Problem description: Gather every line in the records below that contains the string "pillow", copying each one in full. Matching is case-sensitive.

Data entries:

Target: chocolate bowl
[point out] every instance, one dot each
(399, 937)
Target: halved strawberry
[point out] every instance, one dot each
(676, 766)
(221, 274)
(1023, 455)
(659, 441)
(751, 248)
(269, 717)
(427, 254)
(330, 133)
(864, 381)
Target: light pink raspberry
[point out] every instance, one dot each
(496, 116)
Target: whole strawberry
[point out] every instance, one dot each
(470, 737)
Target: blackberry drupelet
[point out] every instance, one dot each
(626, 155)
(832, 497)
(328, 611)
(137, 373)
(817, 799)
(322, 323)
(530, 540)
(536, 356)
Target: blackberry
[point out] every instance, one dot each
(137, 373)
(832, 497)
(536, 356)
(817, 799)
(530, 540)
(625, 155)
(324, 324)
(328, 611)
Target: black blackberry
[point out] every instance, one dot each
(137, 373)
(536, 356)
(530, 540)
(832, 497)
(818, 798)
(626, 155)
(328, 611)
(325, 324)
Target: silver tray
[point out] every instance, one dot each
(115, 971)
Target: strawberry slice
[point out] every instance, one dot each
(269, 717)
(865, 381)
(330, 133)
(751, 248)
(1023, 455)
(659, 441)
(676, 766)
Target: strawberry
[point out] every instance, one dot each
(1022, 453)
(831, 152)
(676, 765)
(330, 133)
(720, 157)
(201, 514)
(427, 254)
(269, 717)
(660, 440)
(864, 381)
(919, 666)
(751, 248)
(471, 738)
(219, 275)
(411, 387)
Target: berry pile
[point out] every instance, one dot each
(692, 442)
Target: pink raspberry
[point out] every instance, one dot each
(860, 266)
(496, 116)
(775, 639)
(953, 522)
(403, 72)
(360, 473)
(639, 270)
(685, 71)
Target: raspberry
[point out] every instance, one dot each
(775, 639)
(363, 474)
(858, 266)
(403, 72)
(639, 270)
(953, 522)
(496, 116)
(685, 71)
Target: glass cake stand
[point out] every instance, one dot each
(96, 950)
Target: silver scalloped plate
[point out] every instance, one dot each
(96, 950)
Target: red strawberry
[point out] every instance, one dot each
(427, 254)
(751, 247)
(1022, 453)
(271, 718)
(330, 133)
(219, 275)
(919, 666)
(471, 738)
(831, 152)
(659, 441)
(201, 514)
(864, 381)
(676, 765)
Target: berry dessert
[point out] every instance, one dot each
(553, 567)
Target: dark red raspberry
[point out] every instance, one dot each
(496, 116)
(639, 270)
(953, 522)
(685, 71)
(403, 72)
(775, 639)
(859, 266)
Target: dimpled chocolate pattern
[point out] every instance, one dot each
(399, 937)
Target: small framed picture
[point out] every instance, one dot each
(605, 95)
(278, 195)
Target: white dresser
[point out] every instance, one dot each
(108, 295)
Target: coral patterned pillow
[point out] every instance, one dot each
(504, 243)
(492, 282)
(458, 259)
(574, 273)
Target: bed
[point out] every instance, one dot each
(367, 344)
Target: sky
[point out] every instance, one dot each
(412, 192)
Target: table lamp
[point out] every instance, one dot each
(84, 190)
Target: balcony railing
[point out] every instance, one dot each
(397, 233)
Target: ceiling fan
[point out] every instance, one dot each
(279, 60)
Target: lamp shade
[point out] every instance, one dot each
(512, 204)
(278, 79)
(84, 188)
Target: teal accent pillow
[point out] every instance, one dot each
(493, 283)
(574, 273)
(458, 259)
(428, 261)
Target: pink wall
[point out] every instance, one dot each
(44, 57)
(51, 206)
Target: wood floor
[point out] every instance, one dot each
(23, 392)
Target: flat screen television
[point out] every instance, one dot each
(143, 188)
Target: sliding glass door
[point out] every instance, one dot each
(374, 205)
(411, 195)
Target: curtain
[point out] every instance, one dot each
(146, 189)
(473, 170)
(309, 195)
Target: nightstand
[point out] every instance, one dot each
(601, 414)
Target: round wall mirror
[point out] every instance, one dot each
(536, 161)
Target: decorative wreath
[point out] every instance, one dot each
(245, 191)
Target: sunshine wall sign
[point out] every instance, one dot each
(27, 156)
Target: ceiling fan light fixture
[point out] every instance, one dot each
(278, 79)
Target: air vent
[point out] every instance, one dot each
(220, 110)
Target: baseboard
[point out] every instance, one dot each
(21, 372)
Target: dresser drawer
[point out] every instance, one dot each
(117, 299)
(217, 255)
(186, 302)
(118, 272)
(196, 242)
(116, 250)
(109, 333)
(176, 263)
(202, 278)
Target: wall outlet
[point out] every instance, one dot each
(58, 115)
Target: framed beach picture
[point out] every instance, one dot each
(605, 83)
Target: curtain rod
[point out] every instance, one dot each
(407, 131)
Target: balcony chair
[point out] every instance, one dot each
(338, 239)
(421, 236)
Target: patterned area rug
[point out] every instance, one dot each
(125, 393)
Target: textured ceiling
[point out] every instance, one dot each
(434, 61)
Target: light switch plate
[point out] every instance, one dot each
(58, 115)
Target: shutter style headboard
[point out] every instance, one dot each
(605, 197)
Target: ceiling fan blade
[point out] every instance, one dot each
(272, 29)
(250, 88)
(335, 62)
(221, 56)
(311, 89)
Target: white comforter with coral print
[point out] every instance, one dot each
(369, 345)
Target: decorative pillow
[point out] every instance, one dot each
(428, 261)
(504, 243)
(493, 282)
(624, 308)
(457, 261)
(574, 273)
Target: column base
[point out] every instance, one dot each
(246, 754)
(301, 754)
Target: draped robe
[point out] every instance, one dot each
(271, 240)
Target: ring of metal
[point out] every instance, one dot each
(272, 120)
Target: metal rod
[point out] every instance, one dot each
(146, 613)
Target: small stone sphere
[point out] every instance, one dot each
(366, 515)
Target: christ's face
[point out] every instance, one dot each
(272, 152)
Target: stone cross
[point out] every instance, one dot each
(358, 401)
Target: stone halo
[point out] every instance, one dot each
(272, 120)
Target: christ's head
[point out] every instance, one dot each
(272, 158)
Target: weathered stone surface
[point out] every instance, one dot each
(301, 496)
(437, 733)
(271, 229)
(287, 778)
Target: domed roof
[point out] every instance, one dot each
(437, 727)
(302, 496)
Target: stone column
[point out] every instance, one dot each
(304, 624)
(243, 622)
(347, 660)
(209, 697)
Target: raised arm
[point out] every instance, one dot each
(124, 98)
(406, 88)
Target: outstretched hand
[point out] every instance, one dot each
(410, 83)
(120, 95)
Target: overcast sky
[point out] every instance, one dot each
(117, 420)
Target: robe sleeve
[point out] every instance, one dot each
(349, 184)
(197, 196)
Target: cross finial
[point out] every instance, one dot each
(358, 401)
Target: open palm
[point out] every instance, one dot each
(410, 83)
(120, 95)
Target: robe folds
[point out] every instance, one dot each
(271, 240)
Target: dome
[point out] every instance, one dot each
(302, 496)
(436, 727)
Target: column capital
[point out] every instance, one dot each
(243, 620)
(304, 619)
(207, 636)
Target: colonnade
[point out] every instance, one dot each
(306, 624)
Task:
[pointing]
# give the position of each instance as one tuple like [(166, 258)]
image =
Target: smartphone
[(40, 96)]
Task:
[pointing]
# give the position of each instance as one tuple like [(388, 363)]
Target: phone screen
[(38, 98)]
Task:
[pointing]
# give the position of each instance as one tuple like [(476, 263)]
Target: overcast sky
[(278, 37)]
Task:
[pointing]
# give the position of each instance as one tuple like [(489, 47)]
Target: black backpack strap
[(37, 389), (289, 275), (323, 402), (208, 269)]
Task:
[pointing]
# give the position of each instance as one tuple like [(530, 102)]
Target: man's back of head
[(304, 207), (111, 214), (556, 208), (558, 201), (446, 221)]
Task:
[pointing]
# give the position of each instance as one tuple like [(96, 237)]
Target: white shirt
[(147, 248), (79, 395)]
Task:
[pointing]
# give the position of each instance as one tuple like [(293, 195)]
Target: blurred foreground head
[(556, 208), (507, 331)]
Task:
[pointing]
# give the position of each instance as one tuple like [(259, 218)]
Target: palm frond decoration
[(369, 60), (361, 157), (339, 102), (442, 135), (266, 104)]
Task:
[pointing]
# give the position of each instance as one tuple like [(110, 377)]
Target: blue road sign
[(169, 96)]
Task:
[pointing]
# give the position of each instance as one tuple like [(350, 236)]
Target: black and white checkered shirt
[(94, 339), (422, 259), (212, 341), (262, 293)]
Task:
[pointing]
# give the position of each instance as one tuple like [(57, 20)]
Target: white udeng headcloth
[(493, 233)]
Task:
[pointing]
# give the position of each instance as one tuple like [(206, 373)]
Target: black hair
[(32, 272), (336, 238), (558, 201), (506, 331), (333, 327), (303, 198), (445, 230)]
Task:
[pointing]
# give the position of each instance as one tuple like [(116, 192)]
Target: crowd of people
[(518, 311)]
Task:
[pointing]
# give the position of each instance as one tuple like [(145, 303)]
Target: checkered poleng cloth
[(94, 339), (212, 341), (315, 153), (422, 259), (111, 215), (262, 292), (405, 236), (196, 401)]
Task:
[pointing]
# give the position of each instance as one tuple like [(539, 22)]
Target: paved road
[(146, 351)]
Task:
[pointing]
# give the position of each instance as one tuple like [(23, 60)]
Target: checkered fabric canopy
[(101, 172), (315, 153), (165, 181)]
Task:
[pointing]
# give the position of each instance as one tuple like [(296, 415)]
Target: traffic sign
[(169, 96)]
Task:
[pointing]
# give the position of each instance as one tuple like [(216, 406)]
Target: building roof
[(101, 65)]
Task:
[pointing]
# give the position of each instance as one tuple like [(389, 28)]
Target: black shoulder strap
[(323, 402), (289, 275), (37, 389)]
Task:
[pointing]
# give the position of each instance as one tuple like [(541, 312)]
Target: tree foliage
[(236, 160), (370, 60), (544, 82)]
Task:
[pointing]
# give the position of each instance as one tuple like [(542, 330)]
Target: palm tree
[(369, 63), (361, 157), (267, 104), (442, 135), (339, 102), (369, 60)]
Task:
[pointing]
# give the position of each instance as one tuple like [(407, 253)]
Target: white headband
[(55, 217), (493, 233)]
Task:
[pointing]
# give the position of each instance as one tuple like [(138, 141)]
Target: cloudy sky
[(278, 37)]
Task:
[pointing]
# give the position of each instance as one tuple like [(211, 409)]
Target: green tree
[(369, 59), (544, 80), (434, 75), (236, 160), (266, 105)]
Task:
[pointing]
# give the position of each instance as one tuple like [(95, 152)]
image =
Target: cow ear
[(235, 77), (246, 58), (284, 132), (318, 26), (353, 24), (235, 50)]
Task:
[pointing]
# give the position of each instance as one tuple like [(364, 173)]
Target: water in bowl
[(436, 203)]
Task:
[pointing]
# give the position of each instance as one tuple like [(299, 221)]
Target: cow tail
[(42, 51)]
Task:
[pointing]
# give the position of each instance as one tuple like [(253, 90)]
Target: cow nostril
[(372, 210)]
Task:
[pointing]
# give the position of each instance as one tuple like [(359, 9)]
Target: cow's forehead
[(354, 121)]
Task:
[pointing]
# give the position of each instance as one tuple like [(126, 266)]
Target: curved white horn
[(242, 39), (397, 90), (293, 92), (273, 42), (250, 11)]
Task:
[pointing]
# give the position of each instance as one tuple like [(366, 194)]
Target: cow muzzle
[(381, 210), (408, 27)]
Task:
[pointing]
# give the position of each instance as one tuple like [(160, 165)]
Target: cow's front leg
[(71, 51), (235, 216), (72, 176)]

Solution below:
Target: coral patterned pillow
Target: teal accent pillow
Target: decorative pillow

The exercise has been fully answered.